Record list →
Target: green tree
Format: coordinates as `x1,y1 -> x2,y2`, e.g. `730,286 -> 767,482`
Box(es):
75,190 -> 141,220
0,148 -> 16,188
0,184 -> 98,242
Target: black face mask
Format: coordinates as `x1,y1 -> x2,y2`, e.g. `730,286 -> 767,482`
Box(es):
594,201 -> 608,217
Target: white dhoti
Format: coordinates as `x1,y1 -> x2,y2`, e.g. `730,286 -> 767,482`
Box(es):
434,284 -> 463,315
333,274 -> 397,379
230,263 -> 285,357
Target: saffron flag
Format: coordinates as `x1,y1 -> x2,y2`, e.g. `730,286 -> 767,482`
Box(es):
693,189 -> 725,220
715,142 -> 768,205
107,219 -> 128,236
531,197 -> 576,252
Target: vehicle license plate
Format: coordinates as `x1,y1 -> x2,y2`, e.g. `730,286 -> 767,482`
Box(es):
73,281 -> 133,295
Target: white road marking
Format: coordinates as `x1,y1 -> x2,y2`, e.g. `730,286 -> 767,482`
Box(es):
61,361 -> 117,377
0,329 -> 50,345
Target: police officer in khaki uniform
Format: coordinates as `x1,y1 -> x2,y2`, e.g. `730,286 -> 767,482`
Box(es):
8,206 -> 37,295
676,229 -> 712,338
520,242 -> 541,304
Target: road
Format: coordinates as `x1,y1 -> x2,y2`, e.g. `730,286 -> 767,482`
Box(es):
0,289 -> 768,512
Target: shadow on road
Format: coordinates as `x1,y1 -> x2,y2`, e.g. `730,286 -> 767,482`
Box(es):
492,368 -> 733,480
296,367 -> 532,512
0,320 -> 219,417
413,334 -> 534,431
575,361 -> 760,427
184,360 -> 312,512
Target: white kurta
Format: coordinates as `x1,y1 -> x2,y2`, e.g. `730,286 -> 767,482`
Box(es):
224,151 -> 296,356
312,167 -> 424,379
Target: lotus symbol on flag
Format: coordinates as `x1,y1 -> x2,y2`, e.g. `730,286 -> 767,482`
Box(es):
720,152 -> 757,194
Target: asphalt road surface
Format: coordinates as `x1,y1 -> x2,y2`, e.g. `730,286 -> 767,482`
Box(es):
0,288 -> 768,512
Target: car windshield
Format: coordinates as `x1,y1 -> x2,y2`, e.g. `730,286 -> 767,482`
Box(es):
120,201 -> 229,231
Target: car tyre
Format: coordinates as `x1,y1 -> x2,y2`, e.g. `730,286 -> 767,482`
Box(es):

Written exercise → Convert every line of the entries above into a Markdown table with two columns, Row and Text. Number each line in the Row column and omit blank lines.

Full solution →
| Row | Text |
|---|---|
| 1 | Target: green tree |
| 2 | Format: coordinates as `x1,y1 -> x2,y2`, e.g. `730,286 -> 767,482` |
| 3 | Box(es): |
| 4 | 75,190 -> 141,220 |
| 5 | 0,148 -> 16,188 |
| 6 | 0,184 -> 98,242 |
| 7 | Target: black face mask |
| 8 | Format: coordinates as `x1,y1 -> x2,y2`, e.g. `730,286 -> 767,482` |
| 9 | Box(es): |
| 10 | 594,201 -> 608,217 |
| 11 | Target: white dhoti |
| 12 | Format: coordinates as `x1,y1 -> x2,y2`, e.g. `730,286 -> 767,482` |
| 13 | Box(es): |
| 14 | 434,284 -> 463,315 |
| 15 | 333,274 -> 397,379 |
| 16 | 230,263 -> 285,357 |
| 17 | Target: saffron flag |
| 18 | Format: coordinates as `x1,y1 -> x2,y2`, e.g. `730,286 -> 767,482` |
| 19 | Box(es): |
| 20 | 693,189 -> 725,220 |
| 21 | 715,142 -> 768,205 |
| 22 | 107,219 -> 128,236 |
| 23 | 531,197 -> 576,252 |
| 24 | Target: vehicle license plate |
| 25 | Format: coordinates as `x1,y1 -> x2,y2`, e.g. `730,286 -> 767,482` |
| 26 | Box(es): |
| 27 | 73,281 -> 133,295 |
| 28 | Target: white road marking |
| 29 | Format: coordinates as `x1,y1 -> x2,y2`, e.g. `730,286 -> 767,482` |
| 30 | Box(es): |
| 31 | 61,361 -> 117,377 |
| 32 | 0,329 -> 50,345 |
| 33 | Target: police officer in khaki uniform |
| 34 | Format: coordinates as `x1,y1 -> x2,y2`, e.g. `730,286 -> 767,482` |
| 35 | Box(es): |
| 36 | 8,206 -> 37,295 |
| 37 | 676,229 -> 712,338 |
| 38 | 520,242 -> 541,304 |
| 39 | Target: road |
| 40 | Format: coordinates as `x1,y1 -> x2,y2`, e.g. `730,286 -> 767,482` |
| 41 | Box(es): |
| 42 | 0,289 -> 768,512 |
| 43 | Target: shadow on road |
| 44 | Format: coordinates as `x1,y1 -> x2,y2`, e.g. `730,286 -> 767,482` |
| 45 | Box(es): |
| 46 | 492,368 -> 733,480 |
| 47 | 296,367 -> 532,512 |
| 48 | 0,320 -> 219,417 |
| 49 | 413,334 -> 534,431 |
| 50 | 575,361 -> 760,427 |
| 51 | 184,360 -> 312,512 |
| 52 | Target: white kurta |
| 53 | Format: coordinates as `x1,y1 -> x2,y2`, e.g. `730,286 -> 767,482` |
| 54 | Box(es): |
| 55 | 224,151 -> 296,356 |
| 56 | 312,167 -> 424,379 |
| 57 | Target: lotus symbol on flag |
| 58 | Format: coordinates as `x1,y1 -> x2,y2`, e.g. `730,286 -> 767,482` |
| 59 | Box(es): |
| 60 | 720,152 -> 757,194 |
| 61 | Target: asphalt road surface |
| 62 | Format: coordinates as `x1,y1 -> x2,y2`, e.g. `730,286 -> 767,482` |
| 63 | Box(es): |
| 64 | 0,288 -> 768,512 |
| 65 | Target: car windshield |
| 66 | Format: coordinates as `x1,y1 -> x2,y2`, e.g. `730,286 -> 767,482` |
| 67 | Box(es): |
| 68 | 120,201 -> 229,231 |
| 69 | Target: car tyre |
| 70 | Format: coordinates as `x1,y1 -> x2,y2`, e.g. `730,286 -> 767,482` |
| 71 | Box(es): |